▶ _Selected passage_:
Classic McEliece
Classic McEliece is a code-based key-encapsulation mechanism whose security rests on the difficulty of decoding a random-looking binary Goppa code. It descends directly from the cryptosystem Robert McEliece published in 1978, which makes it the oldest public-key encryption scheme still regarded as secure, and it was a NIST finalist that continued into the fourth round of the PQC standardization process.
How it works
The public key is the generator (or parity-check) matrix of a binary Goppa code that has been scrambled so that it looks like a random linear code. Anyone can use it to add a fixed number of errors to a codeword, but only the holder of the secret key knows the underlying code structure and can run an efficient decoder to remove those errors. Classic McEliece uses the Niederreiter form of this idea, encoding the shared secret as a low-weight error vector and transmitting its syndrome as the ciphertext.
Two independent hardness assumptions protect it. Recovering the secret from the public key requires distinguishing a permuted Goppa code from a random one (a structural attack), and recovering a message requires decoding a random linear code (the syndrome decoding problem, which is NP-hard in the general case). Neither has yielded a practical attack for the recommended parameters in more than four decades of study. A quantum computer gains only the quadratic speedup of Grover-style search against the decoding problem, and parameters are sized with that margin already included.
The submission wraps a one-way encryption core in a Fujisaki-Okamoto style transform to reach IND-CCA2 security as a KEM. A design goal is that decryption never fails: unlike lattice and quasi-cyclic schemes, Classic McEliece has no decryption failure rate to analyze, which removes one class of chosen-ciphertext concern.
Sizes and performance
The defining tradeoff is bandwidth. Public keys are very large, from roughly 261 kilobytes to over 1 megabyte, because the key is essentially a full code description. In exchange, ciphertexts are among the smallest of any post-quantum KEM, and encapsulation and decapsulation are fast. The shared secret is 32 bytes. Sizes below are in bytes, from the official specification.

▶ _Given problem_: In the Classic McEliece overview, what transform wraps the one-way encryption core to reach IND-CCA2 security as a KEM?

▶ _Supplied records_:
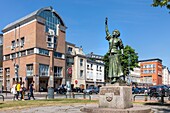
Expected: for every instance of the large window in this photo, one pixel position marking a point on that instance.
(81, 73)
(13, 44)
(22, 42)
(51, 20)
(58, 71)
(30, 51)
(81, 62)
(29, 69)
(43, 70)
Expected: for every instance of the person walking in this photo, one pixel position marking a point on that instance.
(31, 89)
(14, 91)
(18, 90)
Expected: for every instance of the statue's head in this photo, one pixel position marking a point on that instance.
(116, 33)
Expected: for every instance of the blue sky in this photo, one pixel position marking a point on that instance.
(144, 28)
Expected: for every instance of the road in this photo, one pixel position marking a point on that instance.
(157, 108)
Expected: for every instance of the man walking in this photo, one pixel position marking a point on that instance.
(31, 91)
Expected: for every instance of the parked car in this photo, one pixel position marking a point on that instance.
(61, 89)
(91, 90)
(135, 90)
(158, 91)
(77, 89)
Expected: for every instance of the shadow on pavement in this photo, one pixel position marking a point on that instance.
(158, 104)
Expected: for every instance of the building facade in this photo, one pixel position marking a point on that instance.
(34, 50)
(95, 70)
(151, 71)
(165, 76)
(76, 61)
(1, 49)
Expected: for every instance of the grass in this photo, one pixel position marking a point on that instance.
(37, 103)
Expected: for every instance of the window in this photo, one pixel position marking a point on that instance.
(51, 41)
(58, 71)
(91, 66)
(81, 62)
(7, 57)
(17, 44)
(43, 70)
(97, 68)
(81, 73)
(87, 66)
(30, 51)
(13, 56)
(23, 53)
(29, 68)
(43, 52)
(70, 49)
(58, 55)
(13, 44)
(22, 42)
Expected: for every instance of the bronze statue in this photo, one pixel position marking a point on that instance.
(115, 44)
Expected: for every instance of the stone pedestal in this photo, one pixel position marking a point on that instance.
(115, 96)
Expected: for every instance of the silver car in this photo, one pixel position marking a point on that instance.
(91, 90)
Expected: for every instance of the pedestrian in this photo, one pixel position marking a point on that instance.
(18, 90)
(14, 91)
(22, 90)
(31, 89)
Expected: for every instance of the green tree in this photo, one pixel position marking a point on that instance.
(161, 3)
(129, 61)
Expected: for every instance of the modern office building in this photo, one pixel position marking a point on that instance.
(76, 66)
(95, 70)
(151, 71)
(165, 76)
(34, 50)
(1, 60)
(1, 49)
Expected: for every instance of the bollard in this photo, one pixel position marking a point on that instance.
(84, 96)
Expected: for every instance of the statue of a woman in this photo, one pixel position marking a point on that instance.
(115, 44)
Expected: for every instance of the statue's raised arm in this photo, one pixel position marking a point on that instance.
(106, 28)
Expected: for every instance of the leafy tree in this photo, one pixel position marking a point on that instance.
(161, 3)
(129, 61)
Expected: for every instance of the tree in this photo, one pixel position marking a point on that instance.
(106, 66)
(161, 3)
(129, 61)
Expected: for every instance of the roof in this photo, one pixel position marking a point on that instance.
(150, 60)
(29, 17)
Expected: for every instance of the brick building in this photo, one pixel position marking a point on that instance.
(34, 49)
(151, 71)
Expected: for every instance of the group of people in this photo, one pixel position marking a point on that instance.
(18, 90)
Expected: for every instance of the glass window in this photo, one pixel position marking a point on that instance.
(70, 49)
(29, 68)
(7, 57)
(58, 71)
(13, 44)
(22, 41)
(43, 52)
(81, 73)
(81, 62)
(43, 70)
(23, 53)
(13, 55)
(30, 51)
(58, 55)
(51, 20)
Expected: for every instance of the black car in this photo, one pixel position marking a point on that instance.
(158, 91)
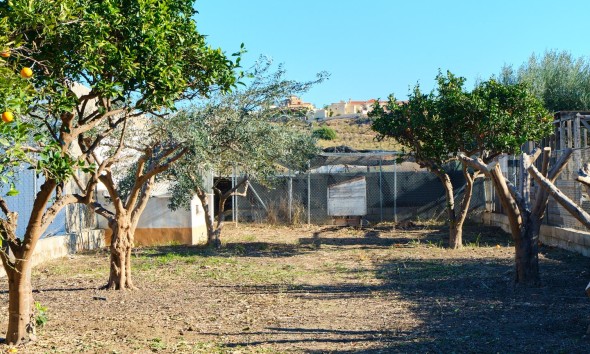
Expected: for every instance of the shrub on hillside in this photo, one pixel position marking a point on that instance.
(325, 133)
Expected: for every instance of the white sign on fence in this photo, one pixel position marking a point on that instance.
(348, 198)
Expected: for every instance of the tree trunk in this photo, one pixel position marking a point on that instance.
(455, 228)
(211, 236)
(21, 321)
(527, 253)
(121, 246)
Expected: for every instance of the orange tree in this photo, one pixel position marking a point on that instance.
(486, 122)
(94, 65)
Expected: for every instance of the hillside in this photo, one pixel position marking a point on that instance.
(355, 133)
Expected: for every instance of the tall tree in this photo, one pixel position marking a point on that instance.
(142, 150)
(247, 130)
(559, 79)
(136, 57)
(510, 116)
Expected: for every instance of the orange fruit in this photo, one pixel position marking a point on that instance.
(7, 117)
(26, 73)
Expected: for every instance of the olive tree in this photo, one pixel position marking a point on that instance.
(560, 80)
(135, 57)
(246, 130)
(141, 151)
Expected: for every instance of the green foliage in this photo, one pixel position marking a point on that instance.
(559, 80)
(40, 314)
(493, 118)
(324, 133)
(134, 56)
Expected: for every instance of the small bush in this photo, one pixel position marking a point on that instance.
(325, 133)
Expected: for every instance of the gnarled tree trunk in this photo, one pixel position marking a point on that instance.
(456, 220)
(214, 230)
(21, 321)
(525, 216)
(121, 247)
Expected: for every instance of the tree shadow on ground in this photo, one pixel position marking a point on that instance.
(230, 249)
(461, 302)
(380, 237)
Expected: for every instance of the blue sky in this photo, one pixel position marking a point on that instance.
(374, 48)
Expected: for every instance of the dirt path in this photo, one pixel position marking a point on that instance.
(278, 289)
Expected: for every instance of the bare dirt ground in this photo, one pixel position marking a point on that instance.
(317, 290)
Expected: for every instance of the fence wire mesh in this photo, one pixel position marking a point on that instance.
(393, 193)
(74, 218)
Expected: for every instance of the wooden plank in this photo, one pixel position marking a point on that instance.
(348, 198)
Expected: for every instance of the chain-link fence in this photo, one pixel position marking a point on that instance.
(72, 219)
(394, 192)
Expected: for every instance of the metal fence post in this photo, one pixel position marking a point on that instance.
(381, 188)
(233, 197)
(308, 193)
(290, 186)
(395, 190)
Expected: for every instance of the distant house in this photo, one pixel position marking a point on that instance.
(351, 107)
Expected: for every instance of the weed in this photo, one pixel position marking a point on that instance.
(40, 314)
(157, 344)
(475, 243)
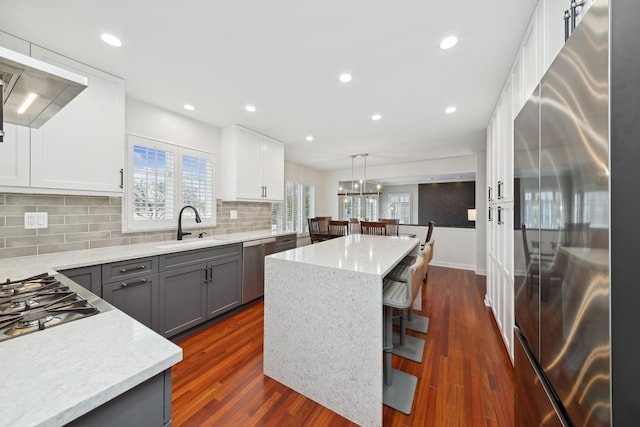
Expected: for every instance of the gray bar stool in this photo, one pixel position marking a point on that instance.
(404, 345)
(399, 387)
(413, 321)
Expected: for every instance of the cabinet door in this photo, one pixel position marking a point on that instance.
(14, 156)
(87, 277)
(136, 297)
(183, 298)
(249, 168)
(82, 146)
(273, 169)
(224, 287)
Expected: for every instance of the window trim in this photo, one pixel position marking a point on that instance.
(128, 224)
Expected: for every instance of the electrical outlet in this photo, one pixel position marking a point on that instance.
(36, 220)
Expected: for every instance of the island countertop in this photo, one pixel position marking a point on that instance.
(323, 321)
(375, 255)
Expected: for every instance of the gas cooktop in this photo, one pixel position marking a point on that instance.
(40, 302)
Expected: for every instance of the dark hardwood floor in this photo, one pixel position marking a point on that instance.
(465, 379)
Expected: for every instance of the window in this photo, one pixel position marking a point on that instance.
(400, 207)
(298, 206)
(161, 179)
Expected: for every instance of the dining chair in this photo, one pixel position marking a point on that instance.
(338, 228)
(393, 226)
(373, 228)
(354, 226)
(315, 232)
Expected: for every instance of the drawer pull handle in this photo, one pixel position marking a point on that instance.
(125, 270)
(139, 282)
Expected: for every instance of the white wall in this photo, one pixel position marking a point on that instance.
(454, 247)
(481, 214)
(151, 121)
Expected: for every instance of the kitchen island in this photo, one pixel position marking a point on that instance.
(323, 321)
(81, 370)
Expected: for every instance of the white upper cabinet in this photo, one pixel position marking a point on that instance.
(81, 148)
(252, 166)
(14, 157)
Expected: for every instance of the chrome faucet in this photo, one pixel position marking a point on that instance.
(198, 220)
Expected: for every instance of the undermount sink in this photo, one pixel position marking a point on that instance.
(190, 242)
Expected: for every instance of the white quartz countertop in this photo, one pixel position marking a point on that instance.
(21, 267)
(53, 376)
(357, 252)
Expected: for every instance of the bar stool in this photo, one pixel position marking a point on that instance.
(373, 227)
(413, 321)
(404, 345)
(399, 387)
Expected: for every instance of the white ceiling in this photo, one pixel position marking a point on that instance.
(285, 56)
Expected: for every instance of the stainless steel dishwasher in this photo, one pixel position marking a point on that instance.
(253, 255)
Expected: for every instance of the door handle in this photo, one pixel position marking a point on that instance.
(140, 267)
(139, 282)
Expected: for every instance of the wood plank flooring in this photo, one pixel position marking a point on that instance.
(465, 379)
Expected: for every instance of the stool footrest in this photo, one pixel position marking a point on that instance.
(412, 349)
(399, 395)
(417, 323)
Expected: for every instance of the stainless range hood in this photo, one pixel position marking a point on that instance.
(23, 77)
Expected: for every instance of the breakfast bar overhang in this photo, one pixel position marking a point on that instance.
(323, 330)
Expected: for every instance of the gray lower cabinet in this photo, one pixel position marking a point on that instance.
(224, 291)
(198, 285)
(183, 295)
(146, 405)
(87, 277)
(133, 287)
(137, 297)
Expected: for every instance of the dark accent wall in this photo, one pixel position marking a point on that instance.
(446, 203)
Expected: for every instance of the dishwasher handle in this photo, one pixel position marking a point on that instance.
(258, 242)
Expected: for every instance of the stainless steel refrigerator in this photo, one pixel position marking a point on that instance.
(576, 173)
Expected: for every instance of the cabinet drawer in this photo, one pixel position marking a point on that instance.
(283, 243)
(123, 270)
(186, 258)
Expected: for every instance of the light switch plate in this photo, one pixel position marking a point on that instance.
(36, 220)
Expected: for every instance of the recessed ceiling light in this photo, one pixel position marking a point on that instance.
(448, 42)
(111, 40)
(345, 77)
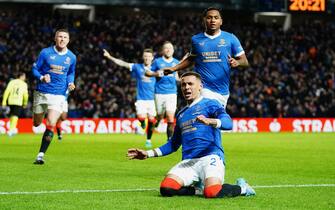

▶ _Exercise result_: A Fujisaki-Okamoto style transform.